# [Your assignment]
Rewrite the part of the text on Greek house safety at Butler that starts at "Butler Greek chapters" and ends at "around college campuses.". Swap "security" for "protection" as you go.

# [Supplied text]
On Butler University’s campus, there is little separating Greek life from the rest of campus.
Bigger campuses often have Greek Row located far away from academic buildings.
This is not the case on Buler’s campus, nestled in the tightly packed Butler-Tarkington neighborhood.
Safety concerns in the past have caused issues for members of some chapters, as well as the university.
Whether an “unwanted person” is trying to gain entry to a Greek house or chapter members are creating an unsafe environment, these safety issues must be addressed.
Butler Greek chapters must work on improving security and maintaining a safe environment in their houses.
They need to do this to stay out of trouble and to make sure that no Butler student or visitor is harmed.
Along with recent security issues on campus, safety on college campuses has been highlighted in the last several months by events around Indiana.
Both the Intensified College Enforcement program being implemented by the Indiana State Excise Police and the death of Purdue University freshman Xavier Somerville, in Indianapolis, are instances that show the importance of good security on and around college campuses.
Somerville was a party with underage drinking when he fell off a fifth-floor balcony of an Indianapolis apartment while trying to evade the police.

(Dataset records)
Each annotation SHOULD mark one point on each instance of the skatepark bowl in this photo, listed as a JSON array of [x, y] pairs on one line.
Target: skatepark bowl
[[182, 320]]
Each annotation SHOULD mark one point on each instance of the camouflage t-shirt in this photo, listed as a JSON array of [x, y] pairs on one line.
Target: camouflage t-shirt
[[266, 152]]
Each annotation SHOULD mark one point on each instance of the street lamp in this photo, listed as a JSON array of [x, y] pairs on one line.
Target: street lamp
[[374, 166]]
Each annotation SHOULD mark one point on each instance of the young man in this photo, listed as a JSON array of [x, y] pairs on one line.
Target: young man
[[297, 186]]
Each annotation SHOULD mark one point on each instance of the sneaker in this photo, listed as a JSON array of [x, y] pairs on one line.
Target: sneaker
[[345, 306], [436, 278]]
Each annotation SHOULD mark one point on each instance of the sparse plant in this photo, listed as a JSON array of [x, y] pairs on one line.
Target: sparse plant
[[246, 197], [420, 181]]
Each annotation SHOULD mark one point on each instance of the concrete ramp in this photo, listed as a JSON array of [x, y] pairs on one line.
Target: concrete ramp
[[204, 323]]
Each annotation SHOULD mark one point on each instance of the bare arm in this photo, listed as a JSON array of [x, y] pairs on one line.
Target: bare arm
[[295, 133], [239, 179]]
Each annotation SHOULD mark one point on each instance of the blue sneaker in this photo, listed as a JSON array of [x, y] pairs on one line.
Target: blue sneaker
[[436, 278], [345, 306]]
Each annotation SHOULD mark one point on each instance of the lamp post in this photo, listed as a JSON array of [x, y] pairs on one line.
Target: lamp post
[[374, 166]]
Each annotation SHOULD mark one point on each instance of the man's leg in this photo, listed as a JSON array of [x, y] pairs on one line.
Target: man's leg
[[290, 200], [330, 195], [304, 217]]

# [Task response]
Butler Greek chapters must work on improving protection and maintaining a safe environment in their houses.
They need to do this to stay out of trouble and to make sure that no Butler student or visitor is harmed.
Along with recent protection issues on campus, safety on college campuses has been highlighted in the last several months by events around Indiana.
Both the Intensified College Enforcement program being implemented by the Indiana State Excise Police and the death of Purdue University freshman Xavier Somerville, in Indianapolis, are instances that show the importance of good protection on and around college campuses.